### INSTRUCTIONS FOR THE TASK
Rewrite the lines from the one containing "Return the mask of every instance of the light" up to and including the one containing "169 99 L 166", replacing "light green leaf" with "pale green leaf" and leaving everything else unchanged.

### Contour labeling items

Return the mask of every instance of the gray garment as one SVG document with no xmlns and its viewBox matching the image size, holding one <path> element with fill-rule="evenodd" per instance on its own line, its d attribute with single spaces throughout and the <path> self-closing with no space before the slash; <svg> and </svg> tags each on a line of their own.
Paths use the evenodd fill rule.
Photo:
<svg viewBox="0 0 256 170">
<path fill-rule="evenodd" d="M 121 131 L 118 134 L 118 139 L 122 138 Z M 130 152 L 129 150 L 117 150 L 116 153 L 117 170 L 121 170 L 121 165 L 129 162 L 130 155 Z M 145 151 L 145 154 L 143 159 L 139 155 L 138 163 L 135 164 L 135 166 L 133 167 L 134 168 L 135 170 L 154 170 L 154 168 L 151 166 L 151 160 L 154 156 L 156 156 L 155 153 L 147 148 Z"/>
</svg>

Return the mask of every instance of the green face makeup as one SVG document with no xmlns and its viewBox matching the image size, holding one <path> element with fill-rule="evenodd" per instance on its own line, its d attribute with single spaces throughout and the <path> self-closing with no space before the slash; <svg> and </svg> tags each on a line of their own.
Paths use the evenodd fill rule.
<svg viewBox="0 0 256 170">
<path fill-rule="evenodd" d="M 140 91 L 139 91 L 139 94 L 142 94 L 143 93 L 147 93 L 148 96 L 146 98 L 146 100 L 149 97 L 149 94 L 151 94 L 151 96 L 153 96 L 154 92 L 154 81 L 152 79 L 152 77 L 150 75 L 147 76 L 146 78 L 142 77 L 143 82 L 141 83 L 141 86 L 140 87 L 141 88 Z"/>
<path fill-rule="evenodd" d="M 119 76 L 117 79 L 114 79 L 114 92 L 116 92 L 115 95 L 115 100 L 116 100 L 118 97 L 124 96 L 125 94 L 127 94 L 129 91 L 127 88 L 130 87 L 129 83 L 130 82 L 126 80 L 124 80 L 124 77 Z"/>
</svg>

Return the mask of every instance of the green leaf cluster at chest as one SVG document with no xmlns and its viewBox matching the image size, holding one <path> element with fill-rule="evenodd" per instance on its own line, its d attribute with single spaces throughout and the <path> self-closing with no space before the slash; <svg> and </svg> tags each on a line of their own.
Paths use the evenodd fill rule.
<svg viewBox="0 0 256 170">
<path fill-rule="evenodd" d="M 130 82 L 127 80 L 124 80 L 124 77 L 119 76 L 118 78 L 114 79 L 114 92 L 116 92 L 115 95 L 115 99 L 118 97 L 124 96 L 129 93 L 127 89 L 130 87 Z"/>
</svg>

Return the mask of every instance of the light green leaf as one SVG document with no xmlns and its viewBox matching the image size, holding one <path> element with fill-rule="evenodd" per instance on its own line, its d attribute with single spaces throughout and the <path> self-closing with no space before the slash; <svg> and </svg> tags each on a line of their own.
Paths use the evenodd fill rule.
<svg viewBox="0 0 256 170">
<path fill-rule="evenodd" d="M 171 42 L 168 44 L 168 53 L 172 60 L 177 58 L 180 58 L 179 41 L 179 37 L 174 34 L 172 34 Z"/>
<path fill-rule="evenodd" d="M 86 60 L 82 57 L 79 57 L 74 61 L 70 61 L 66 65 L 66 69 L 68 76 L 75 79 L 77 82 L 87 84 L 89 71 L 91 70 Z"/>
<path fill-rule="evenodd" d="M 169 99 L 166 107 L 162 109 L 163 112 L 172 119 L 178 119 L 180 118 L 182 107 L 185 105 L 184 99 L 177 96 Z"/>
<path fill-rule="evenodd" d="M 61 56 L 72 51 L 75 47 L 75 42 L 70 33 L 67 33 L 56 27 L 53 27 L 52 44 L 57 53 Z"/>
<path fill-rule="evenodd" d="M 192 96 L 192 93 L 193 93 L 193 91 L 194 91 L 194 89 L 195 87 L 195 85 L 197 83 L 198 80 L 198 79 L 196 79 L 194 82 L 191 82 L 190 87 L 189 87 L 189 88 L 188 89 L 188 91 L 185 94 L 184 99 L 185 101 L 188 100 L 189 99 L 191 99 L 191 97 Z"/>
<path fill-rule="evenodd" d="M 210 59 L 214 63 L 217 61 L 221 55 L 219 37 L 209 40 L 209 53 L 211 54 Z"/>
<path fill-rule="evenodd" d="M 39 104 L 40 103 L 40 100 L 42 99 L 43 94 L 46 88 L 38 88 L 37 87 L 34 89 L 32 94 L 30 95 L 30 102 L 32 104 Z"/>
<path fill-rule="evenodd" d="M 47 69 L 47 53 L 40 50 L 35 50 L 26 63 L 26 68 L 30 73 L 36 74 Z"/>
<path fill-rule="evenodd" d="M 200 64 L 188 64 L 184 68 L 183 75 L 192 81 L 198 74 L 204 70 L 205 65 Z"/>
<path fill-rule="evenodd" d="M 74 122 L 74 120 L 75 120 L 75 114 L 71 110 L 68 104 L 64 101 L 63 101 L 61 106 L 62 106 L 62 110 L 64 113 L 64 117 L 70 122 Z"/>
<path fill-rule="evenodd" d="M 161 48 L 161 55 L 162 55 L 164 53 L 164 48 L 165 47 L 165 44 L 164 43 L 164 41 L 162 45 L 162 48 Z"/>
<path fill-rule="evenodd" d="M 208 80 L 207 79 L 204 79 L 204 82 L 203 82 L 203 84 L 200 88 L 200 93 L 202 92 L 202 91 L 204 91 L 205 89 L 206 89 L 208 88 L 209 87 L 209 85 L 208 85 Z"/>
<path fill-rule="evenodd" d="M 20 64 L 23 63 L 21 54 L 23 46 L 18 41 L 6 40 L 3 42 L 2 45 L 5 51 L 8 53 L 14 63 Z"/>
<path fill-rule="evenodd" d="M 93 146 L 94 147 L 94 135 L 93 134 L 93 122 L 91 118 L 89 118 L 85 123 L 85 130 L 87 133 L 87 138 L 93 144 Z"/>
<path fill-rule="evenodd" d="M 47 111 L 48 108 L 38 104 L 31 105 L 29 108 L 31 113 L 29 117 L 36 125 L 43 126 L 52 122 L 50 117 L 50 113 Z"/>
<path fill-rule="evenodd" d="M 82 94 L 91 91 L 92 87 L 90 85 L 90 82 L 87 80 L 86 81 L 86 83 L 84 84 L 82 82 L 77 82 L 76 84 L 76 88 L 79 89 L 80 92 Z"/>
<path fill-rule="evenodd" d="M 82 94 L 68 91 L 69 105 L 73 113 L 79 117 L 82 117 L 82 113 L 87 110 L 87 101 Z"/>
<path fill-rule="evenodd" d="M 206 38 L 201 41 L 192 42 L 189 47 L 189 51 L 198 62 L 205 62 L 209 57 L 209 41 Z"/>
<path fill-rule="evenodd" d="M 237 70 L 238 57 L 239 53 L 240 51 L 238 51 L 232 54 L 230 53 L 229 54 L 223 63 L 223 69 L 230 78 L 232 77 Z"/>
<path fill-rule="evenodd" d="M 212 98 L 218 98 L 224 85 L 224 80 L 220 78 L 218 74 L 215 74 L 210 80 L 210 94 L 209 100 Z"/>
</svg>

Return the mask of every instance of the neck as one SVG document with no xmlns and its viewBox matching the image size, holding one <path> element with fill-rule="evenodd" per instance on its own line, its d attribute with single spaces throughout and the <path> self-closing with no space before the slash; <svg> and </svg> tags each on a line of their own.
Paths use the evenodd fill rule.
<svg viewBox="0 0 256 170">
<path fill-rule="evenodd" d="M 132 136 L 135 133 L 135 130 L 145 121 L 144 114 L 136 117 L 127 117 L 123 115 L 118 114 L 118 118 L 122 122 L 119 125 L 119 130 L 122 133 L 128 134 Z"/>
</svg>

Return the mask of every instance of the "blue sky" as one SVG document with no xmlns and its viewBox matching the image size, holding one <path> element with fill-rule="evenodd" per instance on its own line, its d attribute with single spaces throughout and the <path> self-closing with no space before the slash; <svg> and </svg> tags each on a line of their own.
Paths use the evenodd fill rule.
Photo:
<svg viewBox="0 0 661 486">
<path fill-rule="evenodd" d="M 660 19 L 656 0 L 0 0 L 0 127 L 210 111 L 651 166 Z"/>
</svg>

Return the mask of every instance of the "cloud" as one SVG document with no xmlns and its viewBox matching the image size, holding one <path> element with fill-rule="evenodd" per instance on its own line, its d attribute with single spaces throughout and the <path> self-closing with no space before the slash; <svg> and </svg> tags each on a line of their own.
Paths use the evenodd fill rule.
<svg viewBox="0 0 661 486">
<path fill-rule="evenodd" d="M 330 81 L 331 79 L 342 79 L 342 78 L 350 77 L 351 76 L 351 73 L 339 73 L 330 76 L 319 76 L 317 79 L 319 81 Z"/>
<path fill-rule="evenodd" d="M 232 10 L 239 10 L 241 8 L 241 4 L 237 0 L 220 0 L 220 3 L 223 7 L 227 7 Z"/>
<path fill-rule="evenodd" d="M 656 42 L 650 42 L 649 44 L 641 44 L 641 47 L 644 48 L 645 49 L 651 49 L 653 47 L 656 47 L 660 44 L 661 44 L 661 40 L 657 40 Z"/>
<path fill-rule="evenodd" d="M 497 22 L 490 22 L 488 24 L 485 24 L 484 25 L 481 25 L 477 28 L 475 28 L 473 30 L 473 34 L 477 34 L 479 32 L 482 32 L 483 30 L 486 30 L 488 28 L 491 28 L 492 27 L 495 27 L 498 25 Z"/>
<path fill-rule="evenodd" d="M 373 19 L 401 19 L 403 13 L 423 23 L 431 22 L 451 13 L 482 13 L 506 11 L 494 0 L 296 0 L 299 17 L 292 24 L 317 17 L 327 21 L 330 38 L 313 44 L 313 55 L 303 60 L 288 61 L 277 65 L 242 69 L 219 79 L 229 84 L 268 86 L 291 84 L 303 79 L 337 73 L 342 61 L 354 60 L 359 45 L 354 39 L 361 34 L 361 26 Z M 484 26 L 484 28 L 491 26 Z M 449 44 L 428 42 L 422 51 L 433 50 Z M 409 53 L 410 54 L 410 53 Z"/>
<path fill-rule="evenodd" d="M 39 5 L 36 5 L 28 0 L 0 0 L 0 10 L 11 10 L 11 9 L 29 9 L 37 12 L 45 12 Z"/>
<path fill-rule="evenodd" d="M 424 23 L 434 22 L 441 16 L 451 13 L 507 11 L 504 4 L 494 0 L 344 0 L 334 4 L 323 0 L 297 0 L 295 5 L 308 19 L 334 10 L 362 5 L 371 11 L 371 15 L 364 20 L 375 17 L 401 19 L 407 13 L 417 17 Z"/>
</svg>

### THE OUTPUT
Return the mask of every instance of the pale green leaf as one SVG document with no xmlns and its viewBox matching the image size, holding one <path> element with fill-rule="evenodd" per instance on its own line, its d attribute with single spaces throughout and the <path> self-closing with no space before the slash; <svg> and </svg> tags each on a line of their own.
Paths use the evenodd fill rule.
<svg viewBox="0 0 256 170">
<path fill-rule="evenodd" d="M 171 42 L 168 44 L 168 53 L 172 60 L 177 58 L 180 58 L 179 41 L 179 37 L 174 34 L 172 34 Z"/>
<path fill-rule="evenodd" d="M 86 60 L 82 57 L 79 57 L 74 61 L 70 61 L 66 65 L 66 69 L 68 76 L 75 79 L 77 82 L 87 84 L 89 71 L 91 70 Z"/>
<path fill-rule="evenodd" d="M 169 99 L 166 107 L 162 109 L 163 112 L 172 119 L 178 119 L 180 118 L 182 107 L 185 105 L 184 99 L 177 96 Z"/>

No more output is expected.